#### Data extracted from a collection
--------------------------------
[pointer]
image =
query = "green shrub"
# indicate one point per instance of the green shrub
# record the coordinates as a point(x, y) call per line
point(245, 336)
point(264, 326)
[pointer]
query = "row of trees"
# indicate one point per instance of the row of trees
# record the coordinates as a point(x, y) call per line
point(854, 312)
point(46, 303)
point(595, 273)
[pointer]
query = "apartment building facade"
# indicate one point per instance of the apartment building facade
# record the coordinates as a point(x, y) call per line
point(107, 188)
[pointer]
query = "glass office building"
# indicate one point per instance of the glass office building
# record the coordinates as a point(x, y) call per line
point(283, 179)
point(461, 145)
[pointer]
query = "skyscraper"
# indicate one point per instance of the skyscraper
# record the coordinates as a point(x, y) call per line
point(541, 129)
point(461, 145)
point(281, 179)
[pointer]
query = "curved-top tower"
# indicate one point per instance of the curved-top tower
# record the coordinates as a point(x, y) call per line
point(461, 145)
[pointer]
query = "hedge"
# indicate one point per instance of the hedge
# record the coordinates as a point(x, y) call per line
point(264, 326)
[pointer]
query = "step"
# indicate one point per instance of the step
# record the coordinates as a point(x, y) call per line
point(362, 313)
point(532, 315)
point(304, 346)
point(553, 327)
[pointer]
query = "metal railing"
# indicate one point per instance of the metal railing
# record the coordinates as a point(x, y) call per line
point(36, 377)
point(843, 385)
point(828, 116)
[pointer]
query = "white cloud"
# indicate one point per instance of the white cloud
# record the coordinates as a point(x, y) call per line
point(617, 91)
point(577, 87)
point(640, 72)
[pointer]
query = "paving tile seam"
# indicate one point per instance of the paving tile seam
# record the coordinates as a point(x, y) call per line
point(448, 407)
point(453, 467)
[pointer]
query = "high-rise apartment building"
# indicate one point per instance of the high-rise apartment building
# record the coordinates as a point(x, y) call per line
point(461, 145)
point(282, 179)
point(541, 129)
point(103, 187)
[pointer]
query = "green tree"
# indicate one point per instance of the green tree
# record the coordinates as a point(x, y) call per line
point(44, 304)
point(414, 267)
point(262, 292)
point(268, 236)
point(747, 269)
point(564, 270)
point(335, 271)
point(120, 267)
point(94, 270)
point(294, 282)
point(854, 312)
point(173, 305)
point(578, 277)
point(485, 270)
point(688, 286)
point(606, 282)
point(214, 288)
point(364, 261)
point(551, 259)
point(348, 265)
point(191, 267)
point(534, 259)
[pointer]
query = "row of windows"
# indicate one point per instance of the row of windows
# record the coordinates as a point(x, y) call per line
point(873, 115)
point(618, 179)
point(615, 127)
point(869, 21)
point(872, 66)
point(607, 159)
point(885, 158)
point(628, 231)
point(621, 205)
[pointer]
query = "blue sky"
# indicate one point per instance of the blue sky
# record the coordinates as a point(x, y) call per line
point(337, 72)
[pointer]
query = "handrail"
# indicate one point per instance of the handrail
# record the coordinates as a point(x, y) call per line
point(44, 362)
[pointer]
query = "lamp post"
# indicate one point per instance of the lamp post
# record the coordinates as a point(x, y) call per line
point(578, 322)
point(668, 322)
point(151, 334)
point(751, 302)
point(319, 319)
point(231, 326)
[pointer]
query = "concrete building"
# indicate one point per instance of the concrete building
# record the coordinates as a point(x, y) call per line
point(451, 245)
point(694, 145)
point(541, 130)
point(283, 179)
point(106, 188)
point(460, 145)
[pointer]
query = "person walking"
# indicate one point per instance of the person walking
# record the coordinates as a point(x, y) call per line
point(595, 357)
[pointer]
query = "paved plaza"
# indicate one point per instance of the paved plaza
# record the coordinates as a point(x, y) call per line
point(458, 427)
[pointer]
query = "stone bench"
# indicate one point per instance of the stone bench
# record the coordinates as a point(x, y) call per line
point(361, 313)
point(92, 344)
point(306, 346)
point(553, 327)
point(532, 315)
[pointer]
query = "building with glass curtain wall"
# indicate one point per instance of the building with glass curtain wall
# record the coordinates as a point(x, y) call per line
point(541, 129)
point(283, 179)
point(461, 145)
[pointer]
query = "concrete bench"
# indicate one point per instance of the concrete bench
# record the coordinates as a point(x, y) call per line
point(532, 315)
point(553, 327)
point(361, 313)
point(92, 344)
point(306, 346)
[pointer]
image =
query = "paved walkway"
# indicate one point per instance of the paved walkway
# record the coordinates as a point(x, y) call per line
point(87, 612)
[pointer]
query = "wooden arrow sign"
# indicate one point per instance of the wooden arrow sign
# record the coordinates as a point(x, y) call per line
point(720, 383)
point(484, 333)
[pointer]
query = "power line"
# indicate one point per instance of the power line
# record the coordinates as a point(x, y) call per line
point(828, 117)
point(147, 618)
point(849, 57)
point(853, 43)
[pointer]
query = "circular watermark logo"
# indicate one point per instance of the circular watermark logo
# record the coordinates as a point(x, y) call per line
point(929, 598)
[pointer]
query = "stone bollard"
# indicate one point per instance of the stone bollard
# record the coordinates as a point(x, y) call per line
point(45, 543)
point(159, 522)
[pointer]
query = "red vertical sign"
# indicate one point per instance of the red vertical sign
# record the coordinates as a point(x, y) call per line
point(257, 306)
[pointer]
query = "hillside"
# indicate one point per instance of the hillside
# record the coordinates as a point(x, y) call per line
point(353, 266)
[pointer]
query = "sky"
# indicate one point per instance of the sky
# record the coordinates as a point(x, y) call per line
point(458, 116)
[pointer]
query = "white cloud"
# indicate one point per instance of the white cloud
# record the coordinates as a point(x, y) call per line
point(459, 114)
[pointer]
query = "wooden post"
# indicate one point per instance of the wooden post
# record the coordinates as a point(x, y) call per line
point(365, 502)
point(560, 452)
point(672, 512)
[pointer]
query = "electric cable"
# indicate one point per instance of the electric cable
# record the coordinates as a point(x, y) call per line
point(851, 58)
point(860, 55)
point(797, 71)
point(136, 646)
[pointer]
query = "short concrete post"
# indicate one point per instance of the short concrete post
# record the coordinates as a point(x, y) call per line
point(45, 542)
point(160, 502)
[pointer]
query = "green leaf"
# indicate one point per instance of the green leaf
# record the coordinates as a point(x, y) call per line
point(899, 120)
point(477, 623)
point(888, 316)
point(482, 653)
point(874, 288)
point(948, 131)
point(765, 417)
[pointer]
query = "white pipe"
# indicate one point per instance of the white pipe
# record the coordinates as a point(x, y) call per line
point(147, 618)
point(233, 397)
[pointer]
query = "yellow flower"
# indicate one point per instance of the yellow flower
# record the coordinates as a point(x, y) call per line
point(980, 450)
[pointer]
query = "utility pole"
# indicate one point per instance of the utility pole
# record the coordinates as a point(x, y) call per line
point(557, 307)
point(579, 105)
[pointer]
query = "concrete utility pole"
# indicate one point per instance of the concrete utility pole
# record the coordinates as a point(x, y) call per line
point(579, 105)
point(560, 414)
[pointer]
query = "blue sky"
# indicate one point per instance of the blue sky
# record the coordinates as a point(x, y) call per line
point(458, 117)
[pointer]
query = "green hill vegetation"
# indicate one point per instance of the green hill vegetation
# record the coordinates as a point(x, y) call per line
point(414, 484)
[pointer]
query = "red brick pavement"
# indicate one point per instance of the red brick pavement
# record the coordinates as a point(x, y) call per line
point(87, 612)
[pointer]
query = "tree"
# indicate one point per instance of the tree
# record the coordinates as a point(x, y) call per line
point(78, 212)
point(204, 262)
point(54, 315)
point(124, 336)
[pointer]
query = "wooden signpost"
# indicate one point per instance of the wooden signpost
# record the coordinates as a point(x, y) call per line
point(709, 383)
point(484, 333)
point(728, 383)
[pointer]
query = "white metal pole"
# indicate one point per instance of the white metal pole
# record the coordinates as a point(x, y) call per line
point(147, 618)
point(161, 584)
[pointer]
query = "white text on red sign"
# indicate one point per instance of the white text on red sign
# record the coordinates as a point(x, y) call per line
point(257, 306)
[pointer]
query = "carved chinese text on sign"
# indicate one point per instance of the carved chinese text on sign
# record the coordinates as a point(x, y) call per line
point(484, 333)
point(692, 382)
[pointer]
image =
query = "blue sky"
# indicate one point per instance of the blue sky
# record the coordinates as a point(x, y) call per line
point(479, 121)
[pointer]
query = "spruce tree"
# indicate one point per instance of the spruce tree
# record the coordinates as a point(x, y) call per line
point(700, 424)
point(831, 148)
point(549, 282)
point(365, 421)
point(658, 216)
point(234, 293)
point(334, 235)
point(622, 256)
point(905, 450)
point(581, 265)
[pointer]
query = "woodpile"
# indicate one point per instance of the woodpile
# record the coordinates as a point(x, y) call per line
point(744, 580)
--------------------------------
#### WORK INSTRUCTIONS
List each line of the records that contains the word "logo".

#### SOLUTION BELOW
query = "circular watermark logo"
# indicate one point per instance of the circular watermark logo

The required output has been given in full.